> **Stated exercise 1**
In the court opinion below, how much was Johnson to be paid each month for his covenant not to compete?

### Extract provided

In re Johnson, BAP No. SC-93-2212-HJR. Bankruptcy No. 93-04467-B7.

Decision Date27 February 1995
Docket NumberBAP No. SC-93-2212-HJR. Bankruptcy No. 93-04467-B7.
Citation178 BR 216
PartiesIn re A.P. JOHNSON and R.N. Johnson, Debtors. A.P. JOHNSON and R.N. Johnson, Appellants, v. Harold S. TAXEL, Chapter 7 Trustee, Appellee.
CourtU.S. Bankruptcy Appellate Panel, Ninth Circuit

Charles A. Bird, San Diego, CA, for appellants.

Kevin J. Hoyt, San Diego, CA, for appellee.

Before HAGAN, JONES and RUSSELL, Bankruptcy Judges.

OPINION

ALFRED C. HAGAN, Bankruptcy Judge:

Chapter 7 debtors, Alan P. Johnson and R.N. Johnson (the "Debtors"), filed a motion seeking an order to the effect that certain payments due post-petition under an anticompetition covenant are not property of the bankruptcy estate. The bankruptcy court held the payments were property of the estate. The Debtors appeal.

Factual Background

Alan P. Johnson ("Johnson"), an ex-race car driver, was the sole shareholder of Alan Johnson Inc., a California corporation ("Johnson Corp"). Johnson Corp. held a franchise agreement with Porsche Cars North America, Inc. The dealership was located in San Diego, California.

On or about September 5, 1990, Johnson, Johnson Corp., Pioneer Centers of San Diego, Inc., a California corporation ("Pioneer Centers"), and Matthew J. Brewer ("Brewer"),1 entered into an "Agreement For Sale of Automobile Dealership Assets Together With Goodwill" (the "Agreement") whereby Pioneer Centers purchased the dealership from Johnson Corp.

The Agreement provided that as part of the sale of the dealership's good will, Johnson Corp. would not compete with Pioneer Centers. In addition the Agreement included Johnson's separate covenant not to compete with Pioneer Centers for a period of five years within a sixty mile radius of the dealership. Specifically Johnson agreed not to sell Porsches or to own an interest in or work for an entity which sells Porsches.

As consideration for Johnson's individual covenant not to compete, Pioneer Centers and Brewer agreed to pay Johnson $630,000 payable at the rate of $10,500.00 per month for a period of sixty (60) months. Payment may be accelerated upon: (1) any two successive late monthly payments; (2) the sale of more than 40% of Pioneer Center's stock or more than 50% of its assets; or (3) Brewer's death. Brewer and Pioneer Centers are required to make the payments even if Johnson dies before the payments are complete. Pioneer Centers and Brewer have the right to offset damages arising out of Johnson Corp.'s performance under the Agreement against the payments to Johnson.

######
### Task material

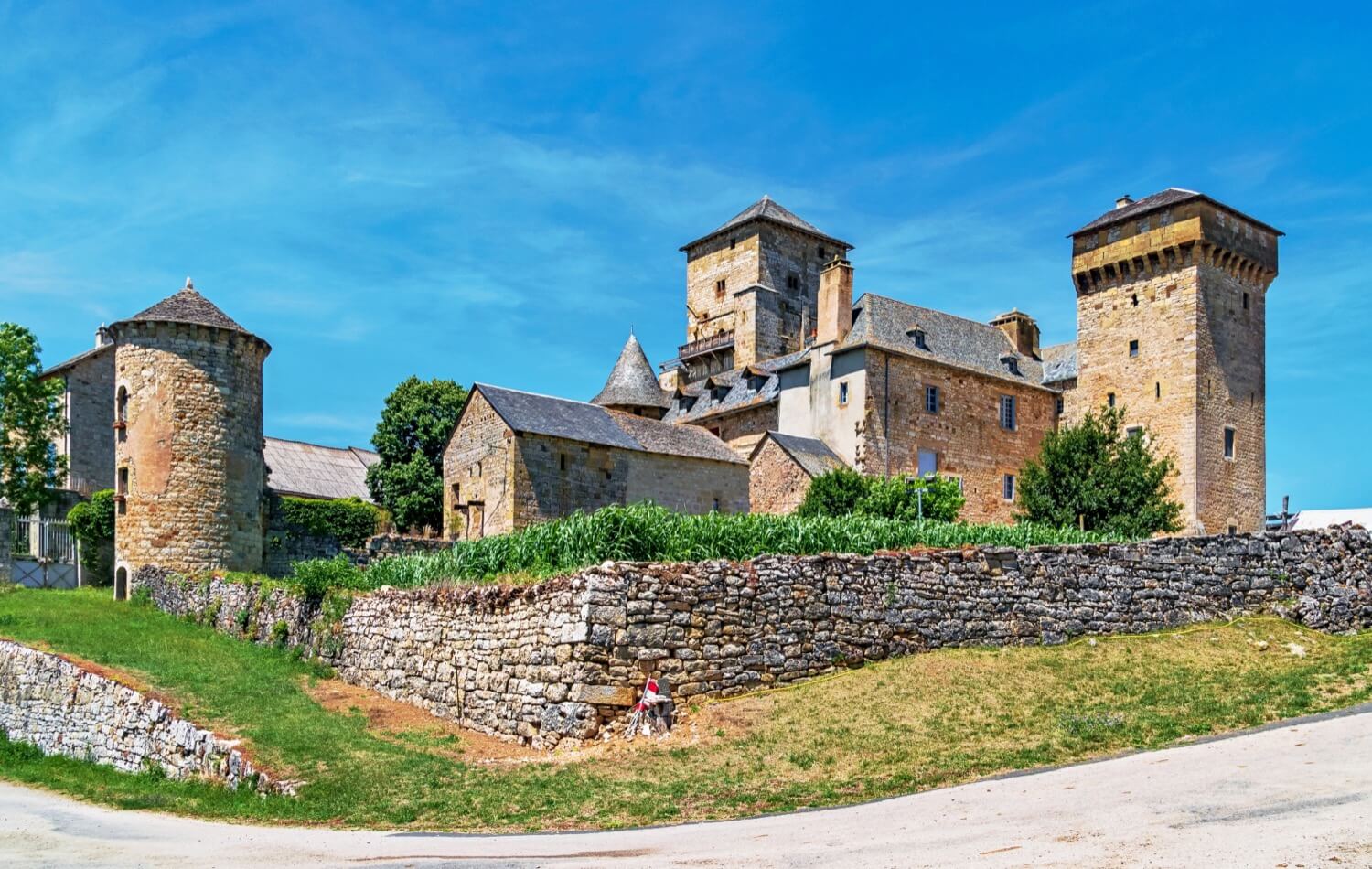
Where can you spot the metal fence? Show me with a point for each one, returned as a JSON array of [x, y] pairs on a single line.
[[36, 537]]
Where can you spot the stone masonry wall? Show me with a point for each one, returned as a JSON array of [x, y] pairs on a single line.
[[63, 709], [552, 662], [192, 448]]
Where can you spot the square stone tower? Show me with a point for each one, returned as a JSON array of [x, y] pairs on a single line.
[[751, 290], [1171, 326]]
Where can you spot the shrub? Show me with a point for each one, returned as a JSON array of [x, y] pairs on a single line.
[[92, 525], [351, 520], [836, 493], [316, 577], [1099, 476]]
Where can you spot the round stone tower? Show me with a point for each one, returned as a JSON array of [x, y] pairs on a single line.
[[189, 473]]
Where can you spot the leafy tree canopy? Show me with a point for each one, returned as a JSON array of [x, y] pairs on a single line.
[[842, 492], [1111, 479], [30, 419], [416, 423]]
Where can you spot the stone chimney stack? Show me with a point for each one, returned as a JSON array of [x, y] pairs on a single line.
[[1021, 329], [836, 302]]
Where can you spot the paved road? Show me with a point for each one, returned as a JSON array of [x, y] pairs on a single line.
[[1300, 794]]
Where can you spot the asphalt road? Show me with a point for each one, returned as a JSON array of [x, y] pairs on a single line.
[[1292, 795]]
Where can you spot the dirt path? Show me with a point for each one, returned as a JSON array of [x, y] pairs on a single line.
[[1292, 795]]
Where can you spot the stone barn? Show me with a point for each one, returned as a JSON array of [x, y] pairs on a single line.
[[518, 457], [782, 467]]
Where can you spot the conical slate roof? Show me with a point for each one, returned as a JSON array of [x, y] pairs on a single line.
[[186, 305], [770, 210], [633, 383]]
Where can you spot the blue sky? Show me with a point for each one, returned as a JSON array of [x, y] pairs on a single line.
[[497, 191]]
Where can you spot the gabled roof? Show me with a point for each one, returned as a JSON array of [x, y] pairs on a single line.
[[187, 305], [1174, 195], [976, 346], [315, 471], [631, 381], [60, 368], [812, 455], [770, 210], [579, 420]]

######

> **Stated exercise 2**
From the rows above, return verbatim every line from the one containing "Where can you spot the shrub?" through the one containing "[[92, 525], [351, 520], [836, 493], [316, 577], [1099, 476]]", with both of those lines included.

> **Full answer 1**
$10,500.00 per month

> **Full answer 2**
Where can you spot the shrub? Show me with a point for each one, returned as a JSON array of [x, y] pairs on a single line.
[[92, 525], [351, 520], [836, 493], [316, 577], [1099, 476]]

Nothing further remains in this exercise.